Given request: Rewrite all of the material below, swapping each occurrence of "gets one point" for "receives one point" and leaving every other character as it is.

Exercise material:

__________________________________________________

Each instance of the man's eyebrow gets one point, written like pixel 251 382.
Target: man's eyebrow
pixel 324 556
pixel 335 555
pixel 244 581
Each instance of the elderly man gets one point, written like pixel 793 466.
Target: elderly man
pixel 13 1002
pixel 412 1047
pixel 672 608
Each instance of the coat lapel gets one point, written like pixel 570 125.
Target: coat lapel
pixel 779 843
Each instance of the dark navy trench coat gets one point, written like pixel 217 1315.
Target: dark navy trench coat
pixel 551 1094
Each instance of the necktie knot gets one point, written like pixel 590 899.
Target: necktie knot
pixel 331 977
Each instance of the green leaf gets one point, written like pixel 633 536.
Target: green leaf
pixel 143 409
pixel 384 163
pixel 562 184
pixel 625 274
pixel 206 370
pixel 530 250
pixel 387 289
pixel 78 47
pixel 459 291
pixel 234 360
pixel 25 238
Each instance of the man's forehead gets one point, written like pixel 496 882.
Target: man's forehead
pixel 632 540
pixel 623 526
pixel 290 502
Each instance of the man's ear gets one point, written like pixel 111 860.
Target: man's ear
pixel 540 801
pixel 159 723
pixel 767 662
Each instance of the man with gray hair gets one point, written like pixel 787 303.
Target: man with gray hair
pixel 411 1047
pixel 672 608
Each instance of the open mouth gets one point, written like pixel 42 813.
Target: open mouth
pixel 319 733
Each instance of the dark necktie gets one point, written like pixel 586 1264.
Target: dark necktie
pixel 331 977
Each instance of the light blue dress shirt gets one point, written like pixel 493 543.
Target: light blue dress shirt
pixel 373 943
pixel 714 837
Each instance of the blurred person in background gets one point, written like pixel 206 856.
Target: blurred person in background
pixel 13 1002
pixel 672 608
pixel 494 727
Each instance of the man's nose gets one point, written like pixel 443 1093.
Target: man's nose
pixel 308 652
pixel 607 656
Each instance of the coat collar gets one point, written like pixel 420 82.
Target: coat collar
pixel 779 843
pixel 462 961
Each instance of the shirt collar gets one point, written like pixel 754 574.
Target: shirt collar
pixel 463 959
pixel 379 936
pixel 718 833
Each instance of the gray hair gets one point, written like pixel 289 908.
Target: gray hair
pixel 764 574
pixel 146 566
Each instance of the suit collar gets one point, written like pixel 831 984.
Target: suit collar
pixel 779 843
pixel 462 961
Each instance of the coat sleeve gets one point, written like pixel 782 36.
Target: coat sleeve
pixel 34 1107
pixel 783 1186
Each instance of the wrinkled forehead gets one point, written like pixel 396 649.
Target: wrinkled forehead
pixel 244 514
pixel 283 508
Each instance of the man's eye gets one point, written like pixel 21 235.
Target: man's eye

__________________________________________________

Solution to this task:
Each instance of the man's eyebrow receives one point, written like pixel 251 382.
Target: man's eyebrow
pixel 324 556
pixel 335 555
pixel 244 581
Each instance of the elderly man receives one point, written like pixel 793 466.
Target: elderly man
pixel 13 1002
pixel 412 1047
pixel 672 608
Each instance of the coat lapel receives one point, written like pixel 570 125.
Target: coat lapel
pixel 779 843
Each instance of the dark navy trench coat receives one point, written like pixel 217 1315.
Target: dark navy trench coat
pixel 551 1094
Each instance of the necktie knot receives one point, written like pixel 590 899.
Target: necktie knot
pixel 331 977
Each instance of the green leaf receives one point, written like pixel 633 536.
Target: green leaf
pixel 143 409
pixel 384 163
pixel 562 184
pixel 625 274
pixel 206 370
pixel 530 250
pixel 387 289
pixel 78 47
pixel 459 291
pixel 234 360
pixel 25 238
Each instance of the man's forehead receives one point, written like pixel 496 882.
Target: man's forehead
pixel 632 540
pixel 623 526
pixel 290 502
Each instance of the man's ear receives one point, written like pixel 111 860.
Target: man's ear
pixel 540 801
pixel 159 723
pixel 767 662
Each instance of the man with gray hair receives one point, written like pixel 787 303.
Target: man with gray hair
pixel 411 1047
pixel 672 608
Each instance of the open mouth receives one point, written like pixel 42 813.
Target: open mouth
pixel 319 733
Each instance of the dark necktie receives one point, written like pixel 586 1264.
Target: dark necktie
pixel 331 977
Each instance of the light blue dress shirt receives one point, written like pixel 493 543.
Target: light blue dress shirt
pixel 373 943
pixel 714 837
Each instance of the blurred person in background receives one point, written like pixel 206 856.
Target: blurred person in background
pixel 13 1002
pixel 672 608
pixel 494 727
Each instance of the man's nose receives one point, written like pixel 443 1093.
Target: man's nose
pixel 308 652
pixel 607 656
Each instance of the coat collar receives one point, written like pixel 420 82.
Target: coat collar
pixel 779 843
pixel 462 961
Each instance of the shirt collar receives one point, written like pixel 754 574.
Target: shirt collar
pixel 463 959
pixel 379 936
pixel 718 833
Each instance of the gray hair receives one point, written like pixel 289 908.
Target: gray hair
pixel 764 574
pixel 146 566
Each instance of the suit collar receives one point, written like pixel 831 984.
Target: suit collar
pixel 779 843
pixel 462 961
Each instance of the coat sleeve receives one point, written like pixel 782 36.
Target: coat sleeve
pixel 34 1107
pixel 783 1186
Each instance of the wrinkled forehead receives one point, written like pixel 396 649.
Target: wrinkled forehead
pixel 244 514
pixel 283 508
Each instance of the man's eye receives one point, written like pixel 21 235.
Target: man's eye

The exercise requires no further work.